Please reproduce each line of the data below as it stands.

════

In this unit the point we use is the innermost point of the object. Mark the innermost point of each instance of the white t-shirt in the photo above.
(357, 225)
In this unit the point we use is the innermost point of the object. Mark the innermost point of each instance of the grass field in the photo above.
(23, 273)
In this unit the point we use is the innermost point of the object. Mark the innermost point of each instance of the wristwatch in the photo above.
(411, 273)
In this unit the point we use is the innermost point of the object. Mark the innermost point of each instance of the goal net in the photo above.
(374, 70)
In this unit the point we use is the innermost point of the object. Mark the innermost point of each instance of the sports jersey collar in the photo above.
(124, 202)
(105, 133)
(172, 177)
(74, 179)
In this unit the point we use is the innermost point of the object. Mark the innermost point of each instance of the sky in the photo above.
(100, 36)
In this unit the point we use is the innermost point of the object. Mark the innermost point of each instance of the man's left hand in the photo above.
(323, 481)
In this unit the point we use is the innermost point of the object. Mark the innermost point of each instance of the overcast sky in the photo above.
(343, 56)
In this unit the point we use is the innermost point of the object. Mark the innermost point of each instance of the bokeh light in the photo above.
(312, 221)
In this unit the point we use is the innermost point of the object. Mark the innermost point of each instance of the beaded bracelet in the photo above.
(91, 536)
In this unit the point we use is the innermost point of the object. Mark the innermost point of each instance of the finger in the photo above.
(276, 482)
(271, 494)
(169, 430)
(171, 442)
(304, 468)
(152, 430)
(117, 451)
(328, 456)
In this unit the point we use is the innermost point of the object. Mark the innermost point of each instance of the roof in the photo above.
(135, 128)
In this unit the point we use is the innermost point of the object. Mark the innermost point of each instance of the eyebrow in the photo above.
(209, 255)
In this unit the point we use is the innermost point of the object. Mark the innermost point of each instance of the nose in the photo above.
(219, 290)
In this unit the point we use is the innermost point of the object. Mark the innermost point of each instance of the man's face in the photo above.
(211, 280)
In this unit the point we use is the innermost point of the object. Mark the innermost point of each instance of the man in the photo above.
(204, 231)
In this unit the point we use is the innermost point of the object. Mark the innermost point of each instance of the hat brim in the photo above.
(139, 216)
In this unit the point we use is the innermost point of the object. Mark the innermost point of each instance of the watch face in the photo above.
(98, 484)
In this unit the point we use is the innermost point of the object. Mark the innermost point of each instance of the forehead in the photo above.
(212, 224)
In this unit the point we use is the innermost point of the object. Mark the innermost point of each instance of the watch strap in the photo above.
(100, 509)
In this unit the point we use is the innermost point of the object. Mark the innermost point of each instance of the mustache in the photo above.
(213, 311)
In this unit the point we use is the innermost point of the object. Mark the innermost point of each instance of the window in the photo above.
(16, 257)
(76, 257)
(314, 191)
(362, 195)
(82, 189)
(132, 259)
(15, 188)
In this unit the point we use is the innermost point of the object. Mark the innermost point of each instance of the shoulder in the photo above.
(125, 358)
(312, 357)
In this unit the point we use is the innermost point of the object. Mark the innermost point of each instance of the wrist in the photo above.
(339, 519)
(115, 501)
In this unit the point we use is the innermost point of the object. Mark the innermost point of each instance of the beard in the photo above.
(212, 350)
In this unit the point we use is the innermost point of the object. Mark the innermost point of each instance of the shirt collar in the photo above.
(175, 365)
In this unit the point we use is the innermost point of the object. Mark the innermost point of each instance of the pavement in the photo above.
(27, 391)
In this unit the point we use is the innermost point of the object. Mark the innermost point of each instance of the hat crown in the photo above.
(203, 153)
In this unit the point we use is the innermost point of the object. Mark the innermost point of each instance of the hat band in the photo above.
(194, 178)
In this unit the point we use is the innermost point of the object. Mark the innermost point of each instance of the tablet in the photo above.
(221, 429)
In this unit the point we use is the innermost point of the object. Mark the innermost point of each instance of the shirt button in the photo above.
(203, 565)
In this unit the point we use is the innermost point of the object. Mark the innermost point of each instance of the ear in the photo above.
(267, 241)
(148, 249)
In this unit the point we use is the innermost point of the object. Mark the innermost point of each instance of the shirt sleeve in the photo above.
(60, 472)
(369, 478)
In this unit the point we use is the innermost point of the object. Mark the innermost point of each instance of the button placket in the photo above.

════

**SOLUTION:**
In this unit the point we use is the innermost point of the object. Mark the innermost point of each instance of the white t-shirt in the photo above.
(357, 225)
In this unit the point we use is the innermost point of the object. Mark the innermost point of each instance of the grass field in the photo above.
(23, 273)
In this unit the point we use is the innermost point of the object. Mark the innermost point of each instance of the wristwatch in the photo above.
(411, 273)
In this unit the point we use is the innermost point of the object. Mark the innermost point of each instance of the goal net in the photo above.
(374, 70)
In this unit the point we use is the innermost point of the object. Mark the innermost point of each instance of the sports jersey collar in the photo above.
(124, 202)
(105, 133)
(172, 177)
(74, 179)
In this unit the point we use is the innermost point of the object. Mark the innermost point of each instance of the sky in the photo above.
(100, 36)
In this unit the point we use is the innermost point of the object. Mark the innermost point of each instance of the man's left hand in the photo above.
(323, 481)
In this unit the point we use is the innermost point of the object. Mark the innermost point of each instance of the overcast sky in the photo above.
(343, 56)
In this unit the point we use is the innermost point of the object. Mark the innermost point of each instance of the bokeh light in the photo above.
(312, 221)
In this unit the point we use is the innermost point of the object. Mark the innermost point of each instance of the beaded bracelet in the photo above.
(91, 536)
In this unit the point we use is the innermost point of the object. Mark the innermost point of each instance of the finger in the photo above.
(276, 482)
(271, 494)
(169, 430)
(171, 442)
(304, 468)
(152, 430)
(117, 451)
(328, 456)
In this unit the point we use is the innermost point of the object. Mark the innermost point of each instance of the roof in the photo above.
(135, 128)
In this unit the point we use is the innermost point of the object. Mark the innermost point of each instance of the eyebrow in the photo above.
(209, 255)
In this unit the point we use is the innermost point of the object. Mark the innermost point of each instance of the nose in the photo above.
(219, 290)
In this unit the point we use is the innermost point of the object. Mark the innermost point of each instance of the man's face in the photo above.
(211, 280)
In this unit the point we use is the innermost point of the object. Mark the innermost point of each instance of the man in the photo above.
(204, 231)
In this unit the point we use is the innermost point of the object. Mark the innermost point of each instance of the hat brim in the photo above.
(139, 216)
In this unit the point we use is the innermost point of the object. Mark the innermost point of each instance of the watch face in the photo above.
(98, 484)
In this unit the point we use is the innermost point of the object. Mark the innermost point of each instance of the forehead in the photo above.
(212, 224)
In this unit the point we use is the innermost point of the object. Mark the innermost point of each instance of the watch strap in the photo above.
(100, 509)
In this unit the point we use is the innermost point of the object. Mark the innermost point of each instance of the mustache in the photo above.
(213, 311)
In this unit the point we use is the innermost point of the object. Mark the innermost point of each instance of the window in the photo above.
(16, 257)
(76, 257)
(314, 191)
(362, 195)
(82, 189)
(132, 259)
(15, 188)
In this unit the point we use is the innermost point of the object. Mark the innermost point of each instance of the shoulder in the photo above.
(125, 358)
(312, 357)
In this unit the point we use is the innermost point of the object. Mark the innermost point of each instance of the wrist in the photo above.
(339, 519)
(115, 501)
In this unit the point we use is the innermost point of the object. Mark the innermost point of each instance of the beard in the photo above.
(212, 350)
In this unit the point we use is the innermost point of the object. Mark the innermost point of each instance of the shirt collar in the photo above.
(175, 365)
In this unit the point we use is the innermost point of the object. Mark the innermost point of each instance of the pavement in the photo above.
(27, 391)
In this unit the point we use is the innermost point of the object. Mark the innermost point of each instance of the hat crown in the photo above.
(203, 153)
In this unit the point we use is the innermost point of the object. Mark the innermost point of each instance of the hat band in the photo above.
(194, 178)
In this unit the point we use is the innermost point of the object. Mark the innermost point of each instance of the tablet in the photo above.
(221, 429)
In this unit the point we use is the innermost point of the object. Mark the innermost point of each instance of the shirt button in the photo above.
(203, 565)
In this unit the point we use is the innermost point of the object. Mark the innermost point of each instance of the ear in the photo above.
(267, 241)
(148, 249)
In this unit the point we use is the innermost point of the object. Mark the innermost point of each instance of the shirt sleeve in the photo above.
(60, 472)
(369, 478)
In this unit the point we use is the innermost point of the object. Mark the innermost point of each instance of the button placket in the photo above.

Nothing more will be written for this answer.